━━━ Given information ━━━

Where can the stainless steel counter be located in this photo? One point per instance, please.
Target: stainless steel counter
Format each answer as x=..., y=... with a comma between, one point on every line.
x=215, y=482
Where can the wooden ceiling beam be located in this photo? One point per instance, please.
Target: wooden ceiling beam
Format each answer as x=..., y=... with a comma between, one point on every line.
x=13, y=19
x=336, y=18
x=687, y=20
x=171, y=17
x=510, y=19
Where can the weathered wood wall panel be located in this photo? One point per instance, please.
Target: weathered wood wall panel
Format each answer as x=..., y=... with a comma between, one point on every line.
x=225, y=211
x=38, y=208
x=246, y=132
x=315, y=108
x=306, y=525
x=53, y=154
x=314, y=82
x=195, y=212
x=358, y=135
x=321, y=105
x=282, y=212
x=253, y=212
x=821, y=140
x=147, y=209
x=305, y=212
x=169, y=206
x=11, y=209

━━━
━━━ Given information ━━━

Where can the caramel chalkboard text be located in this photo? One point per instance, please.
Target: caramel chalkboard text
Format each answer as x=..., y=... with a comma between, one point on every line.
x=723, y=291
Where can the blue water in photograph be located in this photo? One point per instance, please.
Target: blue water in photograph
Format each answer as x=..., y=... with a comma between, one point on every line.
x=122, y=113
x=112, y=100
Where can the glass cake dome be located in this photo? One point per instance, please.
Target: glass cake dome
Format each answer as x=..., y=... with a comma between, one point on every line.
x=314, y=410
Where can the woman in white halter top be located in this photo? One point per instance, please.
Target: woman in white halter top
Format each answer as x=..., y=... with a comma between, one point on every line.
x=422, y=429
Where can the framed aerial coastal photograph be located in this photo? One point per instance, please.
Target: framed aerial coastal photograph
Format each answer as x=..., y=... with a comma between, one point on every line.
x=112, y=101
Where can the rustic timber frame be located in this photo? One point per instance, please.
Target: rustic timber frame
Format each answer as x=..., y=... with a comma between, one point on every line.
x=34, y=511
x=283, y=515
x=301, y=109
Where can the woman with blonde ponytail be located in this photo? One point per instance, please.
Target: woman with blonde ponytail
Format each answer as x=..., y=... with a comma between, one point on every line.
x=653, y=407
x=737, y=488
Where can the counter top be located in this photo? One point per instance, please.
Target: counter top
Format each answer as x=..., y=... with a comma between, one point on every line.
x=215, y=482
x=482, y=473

━━━

Rewrite the entries on the lines from the one containing "Where can the framed" through the one containing "x=482, y=473", inclusive, replacing "ponytail" with "braid" and leaving everything else unchanged.

Where can the framed aerial coastal photograph be located in this photo? One point per instance, please.
Target: framed aerial coastal photograph
Format each answer as x=..., y=... with a comma between, one point on every line.
x=112, y=101
Where can the rustic timber frame be located in this photo? One point per instance, please.
Target: rustic timber frame
Format each answer as x=..., y=... with a comma between, one point on every line.
x=34, y=511
x=283, y=515
x=301, y=109
Where can the woman with blonde braid be located in this photo? One point per instance, please.
Target: woman with blonde braid
Format each answer as x=..., y=... with a comma between, one point on every line.
x=653, y=407
x=737, y=488
Where can the counter top be located in this photo? One point per instance, please.
Target: counter top
Format each answer as x=..., y=... with a comma between, one point on every line.
x=215, y=482
x=482, y=473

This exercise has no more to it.